Required action
Every line below should be given again without alteration.

[Given records Boundary: Start]

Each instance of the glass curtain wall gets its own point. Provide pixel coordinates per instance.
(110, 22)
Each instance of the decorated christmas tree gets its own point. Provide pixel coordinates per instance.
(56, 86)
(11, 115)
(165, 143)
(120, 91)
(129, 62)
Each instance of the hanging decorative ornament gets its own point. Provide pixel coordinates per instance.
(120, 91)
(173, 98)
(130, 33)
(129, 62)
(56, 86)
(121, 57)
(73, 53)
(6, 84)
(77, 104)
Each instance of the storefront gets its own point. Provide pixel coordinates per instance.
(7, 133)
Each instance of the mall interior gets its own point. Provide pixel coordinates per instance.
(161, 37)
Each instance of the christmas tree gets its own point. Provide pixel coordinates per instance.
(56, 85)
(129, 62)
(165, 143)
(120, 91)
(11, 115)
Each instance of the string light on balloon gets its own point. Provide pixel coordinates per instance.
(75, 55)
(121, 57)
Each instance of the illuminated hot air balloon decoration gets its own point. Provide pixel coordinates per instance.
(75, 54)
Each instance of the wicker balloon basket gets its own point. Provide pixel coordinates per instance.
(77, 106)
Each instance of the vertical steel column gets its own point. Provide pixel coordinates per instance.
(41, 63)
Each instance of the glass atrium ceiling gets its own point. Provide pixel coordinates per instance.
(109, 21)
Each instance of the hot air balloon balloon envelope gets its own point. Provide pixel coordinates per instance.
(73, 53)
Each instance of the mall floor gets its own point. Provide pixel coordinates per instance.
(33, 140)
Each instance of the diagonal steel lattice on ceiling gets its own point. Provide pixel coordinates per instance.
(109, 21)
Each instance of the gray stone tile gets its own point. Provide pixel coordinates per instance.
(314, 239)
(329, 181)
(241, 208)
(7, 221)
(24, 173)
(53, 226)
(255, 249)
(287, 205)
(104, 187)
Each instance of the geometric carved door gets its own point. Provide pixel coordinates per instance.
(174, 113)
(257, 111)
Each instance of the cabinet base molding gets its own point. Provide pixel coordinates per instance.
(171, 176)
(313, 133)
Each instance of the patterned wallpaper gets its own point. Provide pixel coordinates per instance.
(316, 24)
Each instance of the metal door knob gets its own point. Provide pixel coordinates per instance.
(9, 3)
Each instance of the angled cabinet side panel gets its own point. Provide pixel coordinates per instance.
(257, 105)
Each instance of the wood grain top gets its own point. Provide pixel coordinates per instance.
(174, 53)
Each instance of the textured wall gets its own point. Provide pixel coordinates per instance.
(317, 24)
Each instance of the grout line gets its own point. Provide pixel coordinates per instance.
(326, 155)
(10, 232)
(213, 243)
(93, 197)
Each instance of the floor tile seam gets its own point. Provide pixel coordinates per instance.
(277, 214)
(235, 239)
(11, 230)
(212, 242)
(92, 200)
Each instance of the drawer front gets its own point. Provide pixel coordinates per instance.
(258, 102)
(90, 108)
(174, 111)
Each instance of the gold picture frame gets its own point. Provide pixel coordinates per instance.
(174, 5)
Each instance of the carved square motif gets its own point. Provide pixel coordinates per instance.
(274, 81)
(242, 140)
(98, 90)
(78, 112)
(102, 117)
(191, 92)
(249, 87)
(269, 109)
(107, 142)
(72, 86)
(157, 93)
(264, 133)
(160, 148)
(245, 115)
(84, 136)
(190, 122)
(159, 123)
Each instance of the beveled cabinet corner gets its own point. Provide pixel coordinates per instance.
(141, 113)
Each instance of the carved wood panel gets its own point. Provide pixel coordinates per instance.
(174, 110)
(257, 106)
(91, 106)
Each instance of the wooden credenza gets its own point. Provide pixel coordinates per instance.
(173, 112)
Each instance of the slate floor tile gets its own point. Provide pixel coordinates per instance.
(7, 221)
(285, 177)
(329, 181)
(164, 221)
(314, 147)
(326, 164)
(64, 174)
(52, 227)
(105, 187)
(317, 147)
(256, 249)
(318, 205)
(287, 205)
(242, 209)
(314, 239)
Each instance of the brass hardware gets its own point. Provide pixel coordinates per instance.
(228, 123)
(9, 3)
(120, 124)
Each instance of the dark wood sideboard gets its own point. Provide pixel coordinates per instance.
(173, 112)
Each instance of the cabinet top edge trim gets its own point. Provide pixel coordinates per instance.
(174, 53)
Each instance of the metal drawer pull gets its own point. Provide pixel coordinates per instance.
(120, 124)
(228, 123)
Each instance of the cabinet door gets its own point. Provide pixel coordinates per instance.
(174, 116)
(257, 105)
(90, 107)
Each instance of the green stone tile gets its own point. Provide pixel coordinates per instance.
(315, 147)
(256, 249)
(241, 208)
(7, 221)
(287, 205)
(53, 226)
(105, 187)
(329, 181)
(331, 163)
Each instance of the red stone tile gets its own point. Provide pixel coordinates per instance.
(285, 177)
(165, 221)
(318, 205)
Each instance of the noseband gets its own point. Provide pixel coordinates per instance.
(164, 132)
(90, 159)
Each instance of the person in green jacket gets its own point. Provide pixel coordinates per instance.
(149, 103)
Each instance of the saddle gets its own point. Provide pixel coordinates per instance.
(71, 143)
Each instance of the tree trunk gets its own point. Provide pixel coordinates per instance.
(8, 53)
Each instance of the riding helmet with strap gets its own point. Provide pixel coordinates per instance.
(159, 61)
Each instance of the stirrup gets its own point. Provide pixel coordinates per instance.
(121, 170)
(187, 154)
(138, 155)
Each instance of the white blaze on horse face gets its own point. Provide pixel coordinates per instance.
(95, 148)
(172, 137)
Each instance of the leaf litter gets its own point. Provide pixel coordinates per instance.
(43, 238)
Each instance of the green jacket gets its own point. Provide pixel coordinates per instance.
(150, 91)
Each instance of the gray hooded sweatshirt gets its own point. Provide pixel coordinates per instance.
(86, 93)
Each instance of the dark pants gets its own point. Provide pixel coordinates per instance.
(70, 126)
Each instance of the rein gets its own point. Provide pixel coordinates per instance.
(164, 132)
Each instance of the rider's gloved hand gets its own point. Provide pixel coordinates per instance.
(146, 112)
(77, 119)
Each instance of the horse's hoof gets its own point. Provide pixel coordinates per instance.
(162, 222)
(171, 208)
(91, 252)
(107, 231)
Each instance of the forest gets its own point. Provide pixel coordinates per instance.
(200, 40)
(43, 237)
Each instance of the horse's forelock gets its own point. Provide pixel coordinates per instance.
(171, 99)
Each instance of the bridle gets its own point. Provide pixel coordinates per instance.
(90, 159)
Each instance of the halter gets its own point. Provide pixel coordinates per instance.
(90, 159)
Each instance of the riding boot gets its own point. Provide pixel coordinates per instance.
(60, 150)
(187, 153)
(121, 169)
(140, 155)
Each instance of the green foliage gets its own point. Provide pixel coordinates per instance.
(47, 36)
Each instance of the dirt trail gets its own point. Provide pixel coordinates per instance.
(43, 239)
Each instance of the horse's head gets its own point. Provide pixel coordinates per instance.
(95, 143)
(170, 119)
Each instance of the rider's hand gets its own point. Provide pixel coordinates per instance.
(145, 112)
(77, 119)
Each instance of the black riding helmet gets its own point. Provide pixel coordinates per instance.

[Given records Boundary: End]

Answer to this exercise
Each instance of the glass curtain wall gets its own point. Provide pixel coordinates per instance.
(110, 22)
Each instance of the decorated christmas tree gets its own point. Provide pixel coordinates per instance.
(56, 86)
(11, 115)
(165, 143)
(120, 91)
(129, 62)
Each instance of the hanging decorative ornament gets its own point. Provide pixel coordinates per instance.
(120, 91)
(173, 98)
(130, 33)
(129, 62)
(56, 86)
(121, 57)
(73, 53)
(6, 84)
(77, 104)
Each instance of the storefront gets its own point. Provide pixel coordinates per instance.
(7, 133)
Each instance of the mall interior gets its own point. Provide pixel coordinates per instance.
(161, 37)
Each instance of the christmas tree gets its own point. Provide pixel coordinates per instance.
(56, 85)
(129, 62)
(165, 143)
(120, 91)
(11, 115)
Each instance of the string light on balloon gets its own point. Provide pixel coordinates per instance.
(75, 55)
(121, 57)
Each instance of the illuminated hot air balloon decoration gets its own point. Provide pixel coordinates per instance.
(75, 54)
Each instance of the wicker balloon basket gets its own point. Provide pixel coordinates per instance.
(77, 106)
Each instance of the vertical steel column gets its own point. Provide pixel coordinates per instance.
(41, 63)
Each instance of the glass atrium ceiling gets its own point. Provide pixel coordinates per instance.
(109, 21)
Each instance of the hot air balloon balloon envelope gets its own point. Provide pixel coordinates per instance.
(73, 53)
Each instance of the mall floor gets its own point. Provide pixel coordinates per instance.
(33, 140)
Each instance of the diagonal steel lattice on ceiling gets its own point. Provide pixel coordinates per instance.
(109, 21)
Each instance of the gray stone tile gets its own point. Provide pixel coordinates per instance.
(314, 239)
(329, 181)
(241, 208)
(7, 221)
(24, 173)
(53, 226)
(255, 249)
(287, 205)
(104, 187)
Each instance of the geometric carved door gets its own point. Provide pixel coordinates per instance.
(174, 113)
(257, 111)
Each instance of the cabinet base molding gets its own point. Provide pixel coordinates per instance.
(171, 176)
(313, 133)
Each instance of the patterned wallpaper gets its own point. Provide pixel coordinates per instance.
(316, 24)
Each instance of the metal door knob gets its own point. Provide pixel coordinates per instance.
(9, 3)
Each instance of the angled cabinet side panel gets its own point. Provide pixel coordinates per instance.
(257, 105)
Each instance of the wood grain top gets its own point. Provide pixel coordinates per instance.
(174, 53)
Each instance of the textured wall gets its own point. Provide pixel coordinates per instance.
(317, 24)
Each instance of the grout line gets its own point. Provide pixel coordinates per instance.
(326, 155)
(10, 232)
(213, 243)
(93, 197)
Each instance of the floor tile seam gets its own point. Provide pixel coordinates per instance.
(277, 214)
(235, 239)
(11, 230)
(212, 242)
(92, 200)
Each instance of the drawer front gets its own point. Provide pixel coordinates per instance.
(258, 102)
(90, 108)
(174, 111)
Each instance of the gold picture frame gets its own point. Provide pixel coordinates per instance.
(174, 5)
Each instance of the carved square motif gets its own point. Provide pixel coordinates per instance.
(274, 81)
(242, 140)
(98, 90)
(78, 112)
(102, 117)
(191, 92)
(249, 87)
(269, 109)
(107, 142)
(72, 86)
(157, 93)
(264, 133)
(160, 148)
(245, 115)
(84, 136)
(190, 122)
(159, 123)
Each instance of the beveled cabinet corner gets its own point. Provide pixel coordinates per instance.
(141, 113)
Each instance of the carved wood panel gets its own point. Provide pixel coordinates per instance.
(174, 110)
(257, 106)
(91, 106)
Each instance of the wooden credenza gets its own point. Provide pixel coordinates per instance.
(173, 112)
Each instance of the slate floor tile gets its own point. Provide pixel coordinates per instance.
(7, 221)
(285, 177)
(329, 181)
(164, 221)
(314, 147)
(326, 164)
(64, 174)
(52, 227)
(105, 187)
(317, 147)
(256, 249)
(318, 205)
(287, 205)
(242, 209)
(314, 239)
Each instance of the brass hardware gets its own point. Provide pixel coordinates per instance.
(228, 123)
(9, 3)
(120, 124)
Each instance of the dark wood sideboard gets its own point. Provide pixel coordinates per instance.
(173, 112)
Each instance of the cabinet top edge trim gets its own point. Provide pixel coordinates per instance.
(174, 53)
Each instance of the metal drawer pull gets its own point. Provide pixel coordinates per instance.
(120, 124)
(228, 123)
Each instance of the cabinet door gets its own point. Provide pixel coordinates per instance.
(174, 116)
(257, 105)
(90, 107)
Each instance of the green stone tile gets its own point. Provide pixel coordinates per instance.
(315, 147)
(256, 249)
(241, 208)
(7, 221)
(287, 205)
(53, 226)
(105, 187)
(329, 181)
(331, 163)
Each instance of the red stone tile gets its own point. Provide pixel coordinates per instance.
(285, 177)
(165, 221)
(318, 205)
Each instance of the noseband gets its own point. Provide pixel coordinates per instance.
(164, 132)
(90, 159)
Each instance of the person in green jacket gets its own point. Provide pixel coordinates per instance.
(149, 103)
Each instance of the saddle gets its own point. Provide pixel coordinates per instance.
(71, 143)
Each instance of the tree trunk gets its own point. Provide pixel coordinates per instance.
(8, 53)
Each instance of the riding helmet with strap gets its own point. Provide pixel coordinates per instance.
(159, 61)
Each instance of the stirrup gets its own point. Provide pixel coordinates per instance.
(121, 170)
(187, 154)
(138, 155)
Each instance of the white blaze on horse face gets its own point. Provide pixel coordinates per instance.
(95, 148)
(172, 137)
Each instance of the leaf litter gets its own point. Provide pixel coordinates per instance.
(43, 238)
Each instance of the green jacket gets its own point. Provide pixel coordinates per instance.
(150, 91)
Each instance of the gray hooded sweatshirt gets its own point. Provide pixel coordinates per instance.
(86, 93)
Each instance of the dark pants gets its own point. Provide pixel coordinates per instance.
(70, 126)
Each instance of the rein gets its own point. Provide pixel coordinates per instance.
(164, 132)
Each instance of the rider's gloved hand gets its own point. Provide pixel coordinates per instance.
(146, 112)
(77, 119)
Each instance of the horse's hoof gets its own point. Provide pixel coordinates per instance.
(162, 222)
(171, 208)
(91, 252)
(107, 231)
Each instance of the forest gets its own point. Provide pixel coordinates per instance.
(200, 40)
(43, 237)
Each instance of the horse's forelock gets its own point. Provide pixel coordinates per instance.
(171, 99)
Each instance of the bridle gets its own point. Provide pixel coordinates per instance.
(90, 159)
Each instance of the halter gets its own point. Provide pixel coordinates per instance.
(90, 159)
Each instance of the riding boot gets its own point. Provide pixel coordinates per instance.
(60, 150)
(187, 153)
(121, 169)
(140, 155)
Each instance of the green foliage gets its own point. Provide pixel coordinates per instance.
(47, 36)
Each instance of the dirt trail gets its own point. Provide pixel coordinates per instance.
(43, 239)
Each instance of the horse's head gets its own point. Provide pixel coordinates per instance.
(95, 143)
(170, 119)
Each instance of the rider's hand gets its own point. Provide pixel coordinates per instance.
(145, 112)
(77, 119)
Each instance of the black riding helmet gets its own point. Provide pixel coordinates per instance.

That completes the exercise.